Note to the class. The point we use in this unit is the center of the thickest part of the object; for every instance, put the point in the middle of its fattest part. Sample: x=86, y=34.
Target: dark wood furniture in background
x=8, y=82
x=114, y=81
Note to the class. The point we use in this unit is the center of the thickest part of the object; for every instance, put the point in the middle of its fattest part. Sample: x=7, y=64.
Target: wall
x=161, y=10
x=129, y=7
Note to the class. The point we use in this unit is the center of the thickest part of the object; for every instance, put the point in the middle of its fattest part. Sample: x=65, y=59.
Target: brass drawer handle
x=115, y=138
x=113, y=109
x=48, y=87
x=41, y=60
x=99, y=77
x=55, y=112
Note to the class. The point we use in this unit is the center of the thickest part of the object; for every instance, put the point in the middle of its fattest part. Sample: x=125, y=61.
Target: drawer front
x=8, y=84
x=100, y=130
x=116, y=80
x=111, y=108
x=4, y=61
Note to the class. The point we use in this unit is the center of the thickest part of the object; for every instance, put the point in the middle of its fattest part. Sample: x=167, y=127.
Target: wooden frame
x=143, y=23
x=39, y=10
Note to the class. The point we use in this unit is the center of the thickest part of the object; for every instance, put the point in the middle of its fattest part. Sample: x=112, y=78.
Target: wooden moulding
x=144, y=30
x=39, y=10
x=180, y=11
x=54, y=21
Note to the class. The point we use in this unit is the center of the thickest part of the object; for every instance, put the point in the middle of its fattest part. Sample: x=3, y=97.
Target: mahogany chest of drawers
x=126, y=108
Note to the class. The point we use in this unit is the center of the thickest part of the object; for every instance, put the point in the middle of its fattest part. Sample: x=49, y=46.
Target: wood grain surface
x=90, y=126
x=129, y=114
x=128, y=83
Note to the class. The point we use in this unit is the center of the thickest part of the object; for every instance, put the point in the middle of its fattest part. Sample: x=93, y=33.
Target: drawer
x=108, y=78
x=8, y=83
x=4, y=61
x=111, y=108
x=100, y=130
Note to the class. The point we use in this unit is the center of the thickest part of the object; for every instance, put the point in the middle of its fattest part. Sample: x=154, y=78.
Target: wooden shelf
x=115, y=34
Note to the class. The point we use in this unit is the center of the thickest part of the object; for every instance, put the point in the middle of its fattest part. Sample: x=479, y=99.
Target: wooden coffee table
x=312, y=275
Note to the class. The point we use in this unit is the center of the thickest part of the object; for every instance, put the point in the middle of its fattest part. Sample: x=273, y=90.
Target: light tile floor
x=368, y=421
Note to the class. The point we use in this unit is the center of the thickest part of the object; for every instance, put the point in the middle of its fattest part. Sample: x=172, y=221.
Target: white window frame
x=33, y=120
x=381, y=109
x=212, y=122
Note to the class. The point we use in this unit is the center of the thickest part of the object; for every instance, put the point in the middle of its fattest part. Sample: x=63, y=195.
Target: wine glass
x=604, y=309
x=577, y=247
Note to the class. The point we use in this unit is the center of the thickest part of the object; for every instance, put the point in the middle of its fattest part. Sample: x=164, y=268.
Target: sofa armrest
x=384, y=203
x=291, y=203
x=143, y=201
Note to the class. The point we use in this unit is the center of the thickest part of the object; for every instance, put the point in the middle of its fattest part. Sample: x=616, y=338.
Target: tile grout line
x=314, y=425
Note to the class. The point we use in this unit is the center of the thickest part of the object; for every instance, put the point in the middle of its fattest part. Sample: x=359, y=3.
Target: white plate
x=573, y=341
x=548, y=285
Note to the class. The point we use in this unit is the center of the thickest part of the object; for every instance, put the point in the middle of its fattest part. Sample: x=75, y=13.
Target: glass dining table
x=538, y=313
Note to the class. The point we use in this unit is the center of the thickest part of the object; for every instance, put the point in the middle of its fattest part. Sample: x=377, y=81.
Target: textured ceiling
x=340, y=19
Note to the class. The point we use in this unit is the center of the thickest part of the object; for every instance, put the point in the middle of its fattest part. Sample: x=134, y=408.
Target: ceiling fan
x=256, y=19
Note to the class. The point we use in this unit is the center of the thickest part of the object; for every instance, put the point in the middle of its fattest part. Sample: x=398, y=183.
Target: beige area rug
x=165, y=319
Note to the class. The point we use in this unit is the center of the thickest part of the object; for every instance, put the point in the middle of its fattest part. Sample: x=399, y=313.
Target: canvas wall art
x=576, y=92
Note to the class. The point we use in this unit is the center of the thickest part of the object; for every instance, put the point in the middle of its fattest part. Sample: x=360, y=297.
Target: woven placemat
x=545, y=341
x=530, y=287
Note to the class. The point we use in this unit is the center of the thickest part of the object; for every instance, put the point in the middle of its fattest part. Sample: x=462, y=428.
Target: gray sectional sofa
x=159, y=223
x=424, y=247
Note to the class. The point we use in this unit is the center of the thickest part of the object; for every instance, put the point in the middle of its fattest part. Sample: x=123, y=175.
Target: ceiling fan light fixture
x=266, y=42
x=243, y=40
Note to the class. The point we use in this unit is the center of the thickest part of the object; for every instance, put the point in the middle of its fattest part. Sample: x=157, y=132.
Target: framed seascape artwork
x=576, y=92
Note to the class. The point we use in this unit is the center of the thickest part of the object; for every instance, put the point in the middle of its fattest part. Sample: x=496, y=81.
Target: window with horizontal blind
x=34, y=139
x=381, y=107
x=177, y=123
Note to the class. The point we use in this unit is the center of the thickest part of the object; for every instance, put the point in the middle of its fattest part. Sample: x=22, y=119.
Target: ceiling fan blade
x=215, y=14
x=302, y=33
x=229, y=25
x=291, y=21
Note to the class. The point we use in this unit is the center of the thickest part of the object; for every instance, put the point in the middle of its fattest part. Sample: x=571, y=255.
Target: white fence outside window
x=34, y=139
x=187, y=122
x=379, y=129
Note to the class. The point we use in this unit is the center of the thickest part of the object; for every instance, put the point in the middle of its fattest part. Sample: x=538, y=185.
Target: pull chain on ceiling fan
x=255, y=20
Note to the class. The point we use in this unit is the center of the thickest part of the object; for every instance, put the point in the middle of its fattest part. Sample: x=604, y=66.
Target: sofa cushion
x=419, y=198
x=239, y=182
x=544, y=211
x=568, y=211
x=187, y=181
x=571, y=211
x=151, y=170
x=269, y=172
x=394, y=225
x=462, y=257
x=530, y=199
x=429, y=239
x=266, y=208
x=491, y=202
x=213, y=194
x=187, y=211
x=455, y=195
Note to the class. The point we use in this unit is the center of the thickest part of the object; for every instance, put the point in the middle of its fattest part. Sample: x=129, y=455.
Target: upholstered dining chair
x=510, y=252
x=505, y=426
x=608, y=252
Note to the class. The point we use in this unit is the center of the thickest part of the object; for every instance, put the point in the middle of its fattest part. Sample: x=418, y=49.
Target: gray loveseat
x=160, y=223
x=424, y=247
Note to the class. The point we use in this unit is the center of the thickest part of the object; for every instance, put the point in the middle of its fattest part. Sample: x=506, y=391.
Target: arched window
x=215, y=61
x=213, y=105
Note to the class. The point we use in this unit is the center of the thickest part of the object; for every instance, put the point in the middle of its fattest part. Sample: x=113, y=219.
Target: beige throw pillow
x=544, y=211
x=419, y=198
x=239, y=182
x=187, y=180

**WORK INSTRUCTIONS**
Restate the final lines of the listing above word for word, beginning at the line that contains "Sample: x=538, y=185.".

**ANSWER FOR THE TASK**
Note to the class. The point we use in this unit is the center of the thickest part of the object; for every instance, put the point in the middle of its fattest part. Sample: x=538, y=185.
Target: pull chain on ceiling fan
x=255, y=20
Note to the class. The point we use in this unit is the center of the thickest part of the object; for every instance, put the point in the middle of its fattest part. Sample: x=604, y=66.
Target: sofa cushion
x=419, y=198
x=239, y=182
x=544, y=211
x=568, y=211
x=187, y=181
x=571, y=211
x=151, y=170
x=269, y=172
x=394, y=225
x=462, y=257
x=530, y=199
x=429, y=239
x=266, y=208
x=491, y=202
x=213, y=194
x=187, y=211
x=455, y=195
Note to the class. The point we use in this unit is the center of the thickest part of the object; for every instance, put the point in the middle of its fattest part. Sample: x=129, y=455.
Target: upholstered dining chair
x=510, y=252
x=505, y=426
x=608, y=252
Note to the class. The point we use in this unit is the center of the thickest part of the object; for every instance, put the point in the middle of its fattest part. Sample: x=418, y=49.
Target: gray loveseat
x=160, y=223
x=424, y=247
Note to the class. The point we use in this unit is the center of the thickest part of the object; for every instance, put the point in the middle of its fattest part. Sample: x=506, y=391.
Target: arched window
x=215, y=61
x=213, y=105
Note to the class. The point we use in this unit is the center of the thickest part of the object; for every instance, put the point in the middle of its fattest part. Sample: x=113, y=219.
Target: beige throw pillow
x=544, y=211
x=419, y=198
x=239, y=182
x=187, y=180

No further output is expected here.